[Items from a labeling collection]
--------------------
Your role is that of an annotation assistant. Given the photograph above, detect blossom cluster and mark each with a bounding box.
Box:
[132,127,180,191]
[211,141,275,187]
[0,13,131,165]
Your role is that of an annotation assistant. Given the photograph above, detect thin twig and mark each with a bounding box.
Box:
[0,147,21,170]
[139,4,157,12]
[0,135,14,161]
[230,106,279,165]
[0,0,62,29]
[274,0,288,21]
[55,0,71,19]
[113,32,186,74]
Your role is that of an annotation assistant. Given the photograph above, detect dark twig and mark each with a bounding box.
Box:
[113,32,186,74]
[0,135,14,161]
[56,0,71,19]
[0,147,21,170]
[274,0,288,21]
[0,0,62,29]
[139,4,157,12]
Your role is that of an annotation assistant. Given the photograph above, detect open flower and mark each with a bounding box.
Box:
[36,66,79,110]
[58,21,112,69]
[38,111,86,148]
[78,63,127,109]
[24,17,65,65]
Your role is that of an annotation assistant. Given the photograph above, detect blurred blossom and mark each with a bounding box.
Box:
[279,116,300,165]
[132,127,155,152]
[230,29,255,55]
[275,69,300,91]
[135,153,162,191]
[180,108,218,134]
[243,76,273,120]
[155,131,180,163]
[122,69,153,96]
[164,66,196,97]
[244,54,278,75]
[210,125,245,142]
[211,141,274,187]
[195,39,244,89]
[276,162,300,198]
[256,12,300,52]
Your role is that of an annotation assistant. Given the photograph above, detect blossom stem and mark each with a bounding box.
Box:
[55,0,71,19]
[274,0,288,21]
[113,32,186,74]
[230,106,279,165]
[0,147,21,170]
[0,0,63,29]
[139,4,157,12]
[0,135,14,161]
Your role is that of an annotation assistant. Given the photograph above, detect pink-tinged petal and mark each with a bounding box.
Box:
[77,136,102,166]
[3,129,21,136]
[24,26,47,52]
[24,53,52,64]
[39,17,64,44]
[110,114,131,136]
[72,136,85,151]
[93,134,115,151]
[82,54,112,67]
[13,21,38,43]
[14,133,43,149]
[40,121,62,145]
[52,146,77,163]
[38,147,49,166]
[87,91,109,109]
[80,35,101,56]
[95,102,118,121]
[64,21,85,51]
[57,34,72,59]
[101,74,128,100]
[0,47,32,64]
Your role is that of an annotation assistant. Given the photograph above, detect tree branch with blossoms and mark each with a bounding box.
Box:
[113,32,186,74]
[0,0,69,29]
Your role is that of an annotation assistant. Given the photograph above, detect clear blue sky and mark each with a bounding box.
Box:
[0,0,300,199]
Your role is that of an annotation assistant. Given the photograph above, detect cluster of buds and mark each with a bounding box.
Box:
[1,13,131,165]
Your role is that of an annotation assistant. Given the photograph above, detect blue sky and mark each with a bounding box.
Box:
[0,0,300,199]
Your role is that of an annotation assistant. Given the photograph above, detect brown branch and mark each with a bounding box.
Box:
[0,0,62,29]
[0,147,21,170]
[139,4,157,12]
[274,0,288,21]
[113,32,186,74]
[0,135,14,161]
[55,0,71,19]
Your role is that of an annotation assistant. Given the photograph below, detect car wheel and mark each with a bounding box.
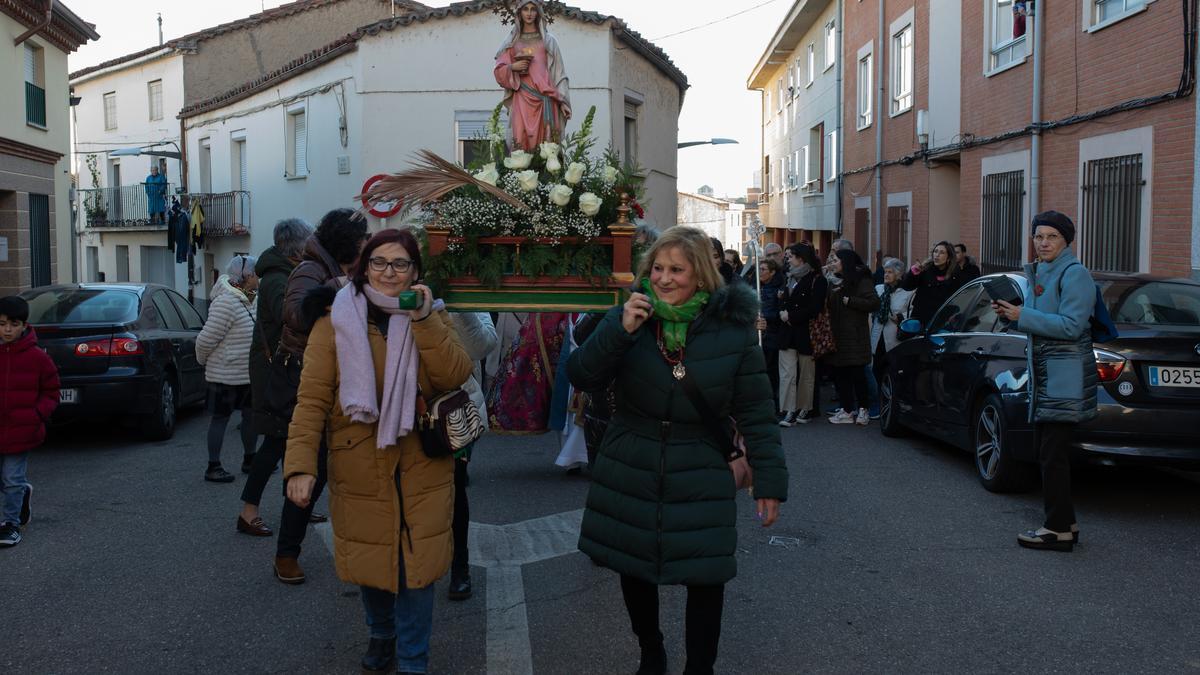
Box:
[144,375,179,441]
[880,372,905,438]
[971,394,1033,492]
--------------------
> [Work to do] Please change "annotation assistant" to "labeling assistant" in the stretch from the start of the records through the line containing "[0,0,69,29]", keeping everything else the same, and return only those lines.

> [Complete output]
Your role is that of an labeling assistant. Given the photograph above, detect blossom cluster and mark each with a bounding box.
Box:
[132,127,180,191]
[211,141,275,187]
[0,13,131,165]
Your role is that of an labeling assistant. Given the photograph above, detect thin twig and mark each with a bounding box.
Box:
[0,147,21,170]
[139,4,157,12]
[0,135,14,161]
[230,106,279,165]
[0,0,62,29]
[274,0,288,21]
[55,0,71,19]
[113,32,186,74]
Your role is that of an labeling assistant. Given the photograph above, detect dark twig and mark each with a bounding box.
Box:
[113,32,186,74]
[0,135,14,161]
[56,0,71,19]
[0,147,21,170]
[274,0,288,21]
[0,0,62,29]
[139,4,157,12]
Your role is that of an labeling assistant. Given the photograph above, detect open flower and mark each with a bounding box.
Box:
[36,66,79,110]
[58,21,112,69]
[38,111,86,148]
[78,63,127,109]
[24,17,65,65]
Your role is that of an labeling assistant. Given the photograph above, detect blurred blossom and mark each with a bounding box.
Box:
[279,116,300,165]
[132,127,155,152]
[230,29,255,55]
[275,69,300,91]
[135,153,162,191]
[180,108,218,134]
[243,76,273,120]
[155,131,180,163]
[122,69,153,96]
[164,66,196,97]
[244,54,278,75]
[210,125,245,142]
[211,141,274,187]
[195,39,244,89]
[276,162,300,198]
[256,12,300,52]
Your role is that of an labeling assistant. Given the photograph above, detect blossom stem and mark each with a bounding box.
Box:
[55,0,71,19]
[274,0,288,21]
[113,32,186,74]
[230,106,279,165]
[0,147,21,170]
[0,0,63,29]
[139,4,157,12]
[0,135,14,161]
Your role is that of an labeling assistant. Given the photograph above, detect pink-tinged petal and mark each with a bounding box.
Box:
[77,136,102,166]
[3,129,21,136]
[24,26,47,52]
[24,53,52,64]
[39,17,64,44]
[110,114,131,136]
[72,136,85,151]
[93,134,115,151]
[82,54,112,67]
[13,21,38,43]
[14,133,43,149]
[40,121,62,145]
[52,146,77,163]
[38,147,49,166]
[87,91,109,109]
[80,35,101,56]
[95,102,118,121]
[64,21,85,51]
[57,34,72,59]
[101,74,128,100]
[0,47,32,64]
Your role is that of an labeling assistant. Given the photograph above, detect tree branch with blossoms and mark each with a bounding box.
Box:
[113,32,186,74]
[0,0,69,29]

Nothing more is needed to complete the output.